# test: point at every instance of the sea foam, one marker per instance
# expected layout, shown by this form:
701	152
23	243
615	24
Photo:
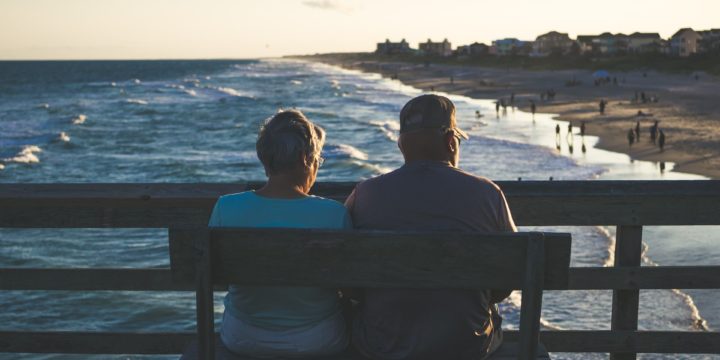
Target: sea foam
343	151
26	155
80	119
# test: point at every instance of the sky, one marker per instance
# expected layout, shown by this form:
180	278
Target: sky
204	29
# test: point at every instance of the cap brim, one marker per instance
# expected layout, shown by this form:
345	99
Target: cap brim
462	134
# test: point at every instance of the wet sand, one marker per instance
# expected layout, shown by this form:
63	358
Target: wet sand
688	109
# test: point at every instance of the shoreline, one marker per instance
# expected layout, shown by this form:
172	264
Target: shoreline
687	109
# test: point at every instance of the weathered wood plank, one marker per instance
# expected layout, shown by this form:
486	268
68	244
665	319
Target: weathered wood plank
532	203
577	341
532	296
370	258
94	342
625	303
661	277
627	341
160	279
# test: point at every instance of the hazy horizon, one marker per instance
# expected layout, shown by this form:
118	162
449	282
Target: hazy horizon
251	29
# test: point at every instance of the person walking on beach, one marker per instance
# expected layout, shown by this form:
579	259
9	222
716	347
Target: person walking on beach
653	132
429	324
661	141
631	137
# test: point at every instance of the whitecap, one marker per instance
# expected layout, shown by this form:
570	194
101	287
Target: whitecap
26	155
136	101
231	92
343	151
389	128
80	119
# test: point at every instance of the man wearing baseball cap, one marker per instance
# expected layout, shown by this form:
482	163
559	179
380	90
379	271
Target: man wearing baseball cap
429	192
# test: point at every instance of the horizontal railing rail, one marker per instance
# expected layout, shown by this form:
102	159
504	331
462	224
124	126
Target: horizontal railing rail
629	205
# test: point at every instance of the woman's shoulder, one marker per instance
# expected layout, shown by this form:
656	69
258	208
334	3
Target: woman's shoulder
325	203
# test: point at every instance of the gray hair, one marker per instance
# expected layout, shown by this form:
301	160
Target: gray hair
288	140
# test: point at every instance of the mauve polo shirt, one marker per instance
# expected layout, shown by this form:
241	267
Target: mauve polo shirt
428	324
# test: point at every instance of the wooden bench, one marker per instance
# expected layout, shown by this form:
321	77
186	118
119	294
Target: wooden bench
529	262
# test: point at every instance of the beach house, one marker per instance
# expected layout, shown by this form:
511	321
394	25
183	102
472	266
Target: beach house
552	43
511	46
685	42
474	49
710	41
443	48
638	42
393	48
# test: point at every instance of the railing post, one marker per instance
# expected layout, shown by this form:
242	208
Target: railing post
628	253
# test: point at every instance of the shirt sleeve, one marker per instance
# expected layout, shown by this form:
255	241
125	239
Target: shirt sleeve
505	220
215	219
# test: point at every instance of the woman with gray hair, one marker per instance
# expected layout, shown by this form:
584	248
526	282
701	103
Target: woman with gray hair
284	321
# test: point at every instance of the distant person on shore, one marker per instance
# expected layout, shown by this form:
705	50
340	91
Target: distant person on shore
631	137
284	321
661	141
429	324
653	132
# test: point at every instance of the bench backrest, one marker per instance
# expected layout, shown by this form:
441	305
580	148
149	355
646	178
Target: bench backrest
368	258
294	257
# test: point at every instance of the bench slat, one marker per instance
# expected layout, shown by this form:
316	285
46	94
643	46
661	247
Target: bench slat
369	258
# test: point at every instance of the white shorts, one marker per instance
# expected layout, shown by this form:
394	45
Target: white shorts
324	338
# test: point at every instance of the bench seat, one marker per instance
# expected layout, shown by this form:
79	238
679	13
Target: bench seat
508	351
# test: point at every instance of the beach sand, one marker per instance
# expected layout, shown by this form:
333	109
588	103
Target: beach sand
688	109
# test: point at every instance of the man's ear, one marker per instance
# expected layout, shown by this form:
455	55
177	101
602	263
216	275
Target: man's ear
450	144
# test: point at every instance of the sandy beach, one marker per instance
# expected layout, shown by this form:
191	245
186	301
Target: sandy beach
687	108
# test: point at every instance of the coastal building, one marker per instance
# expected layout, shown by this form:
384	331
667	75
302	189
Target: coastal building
511	46
429	47
552	43
611	44
474	49
685	42
644	42
710	41
587	44
393	48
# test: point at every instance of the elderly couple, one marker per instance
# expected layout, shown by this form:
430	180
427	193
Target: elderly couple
429	192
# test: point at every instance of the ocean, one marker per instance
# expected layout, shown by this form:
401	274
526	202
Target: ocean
196	121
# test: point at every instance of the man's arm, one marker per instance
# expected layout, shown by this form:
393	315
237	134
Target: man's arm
505	224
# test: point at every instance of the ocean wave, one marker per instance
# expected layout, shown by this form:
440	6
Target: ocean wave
232	92
698	323
80	119
26	155
343	151
136	101
389	128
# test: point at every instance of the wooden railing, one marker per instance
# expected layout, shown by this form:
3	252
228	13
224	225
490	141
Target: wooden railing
629	205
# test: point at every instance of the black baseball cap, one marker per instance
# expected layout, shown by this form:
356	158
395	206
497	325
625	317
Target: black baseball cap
429	111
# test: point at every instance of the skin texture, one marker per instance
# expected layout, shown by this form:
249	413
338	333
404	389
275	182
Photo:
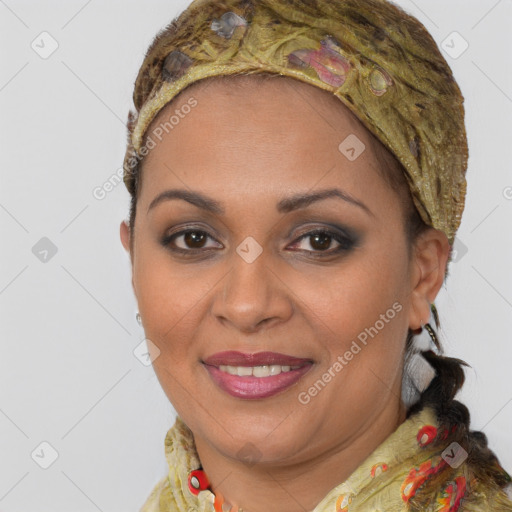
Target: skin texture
249	148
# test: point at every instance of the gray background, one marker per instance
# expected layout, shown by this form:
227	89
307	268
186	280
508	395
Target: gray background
68	375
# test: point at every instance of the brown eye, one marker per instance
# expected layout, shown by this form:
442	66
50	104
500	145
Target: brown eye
321	240
190	240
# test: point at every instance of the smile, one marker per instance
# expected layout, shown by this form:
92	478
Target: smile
257	371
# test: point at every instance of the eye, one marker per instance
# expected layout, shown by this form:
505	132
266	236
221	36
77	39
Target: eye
187	241
320	240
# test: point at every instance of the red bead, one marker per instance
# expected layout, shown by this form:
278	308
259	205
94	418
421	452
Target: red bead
197	481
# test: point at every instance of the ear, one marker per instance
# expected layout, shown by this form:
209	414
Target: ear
430	257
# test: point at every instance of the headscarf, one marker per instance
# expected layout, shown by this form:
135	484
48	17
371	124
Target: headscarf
393	477
376	59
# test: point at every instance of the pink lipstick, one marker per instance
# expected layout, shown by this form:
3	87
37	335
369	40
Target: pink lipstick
254	376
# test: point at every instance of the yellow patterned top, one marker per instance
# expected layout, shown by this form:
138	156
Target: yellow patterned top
396	477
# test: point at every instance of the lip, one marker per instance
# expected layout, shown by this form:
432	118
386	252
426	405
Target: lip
234	358
250	387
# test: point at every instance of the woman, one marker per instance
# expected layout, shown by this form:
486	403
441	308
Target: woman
297	172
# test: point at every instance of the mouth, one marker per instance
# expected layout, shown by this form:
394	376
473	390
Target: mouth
255	376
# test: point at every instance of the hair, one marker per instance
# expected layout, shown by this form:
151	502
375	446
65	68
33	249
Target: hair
453	416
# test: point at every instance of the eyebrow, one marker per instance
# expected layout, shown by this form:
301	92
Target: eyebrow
285	205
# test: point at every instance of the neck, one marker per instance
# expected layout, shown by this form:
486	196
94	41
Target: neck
298	487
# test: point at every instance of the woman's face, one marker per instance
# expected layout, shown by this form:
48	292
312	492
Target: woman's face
238	267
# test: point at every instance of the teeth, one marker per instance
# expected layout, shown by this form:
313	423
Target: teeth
256	371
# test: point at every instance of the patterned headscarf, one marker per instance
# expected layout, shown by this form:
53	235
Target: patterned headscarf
378	60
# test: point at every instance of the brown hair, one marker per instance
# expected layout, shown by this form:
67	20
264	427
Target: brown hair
452	415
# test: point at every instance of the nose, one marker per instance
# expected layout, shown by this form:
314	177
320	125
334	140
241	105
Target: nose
252	295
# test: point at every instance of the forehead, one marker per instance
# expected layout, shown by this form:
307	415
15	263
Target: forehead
246	131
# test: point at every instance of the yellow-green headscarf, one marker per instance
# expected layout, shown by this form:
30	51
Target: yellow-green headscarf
379	61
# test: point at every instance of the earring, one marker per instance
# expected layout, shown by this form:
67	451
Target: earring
418	372
434	319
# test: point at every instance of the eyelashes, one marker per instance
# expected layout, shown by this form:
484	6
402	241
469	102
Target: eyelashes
194	241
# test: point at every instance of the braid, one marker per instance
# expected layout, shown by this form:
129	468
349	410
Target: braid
454	424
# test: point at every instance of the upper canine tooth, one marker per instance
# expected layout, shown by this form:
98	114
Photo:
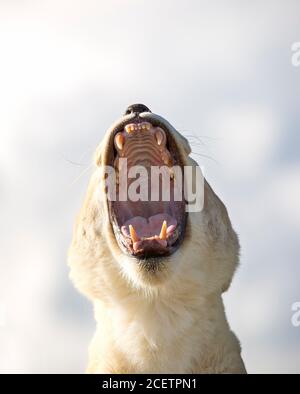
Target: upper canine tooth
133	234
163	231
159	137
119	141
128	128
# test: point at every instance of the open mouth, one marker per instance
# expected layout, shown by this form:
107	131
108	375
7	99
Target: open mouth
152	223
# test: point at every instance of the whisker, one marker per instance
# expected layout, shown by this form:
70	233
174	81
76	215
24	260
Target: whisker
205	156
81	175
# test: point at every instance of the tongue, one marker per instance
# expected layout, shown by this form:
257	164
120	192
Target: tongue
146	228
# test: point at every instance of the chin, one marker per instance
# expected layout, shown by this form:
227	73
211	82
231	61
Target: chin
154	270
══════
• _EXERCISE PROMPT_
Could you repeat exactly the lines in the listing above from the one with "Target: teeth" down to the one with "# test: point at every instance of the brown hair, one"? Include both of those lines.

• _OUTPUT_
Target: teeth
256	371
# test: point at every instance of the patterned headscarf, one marker per instance
# expected layout, shown by this form:
53	235
Target: patterned headscarf
378	60
# test: point at every instance of the brown hair, one marker per instance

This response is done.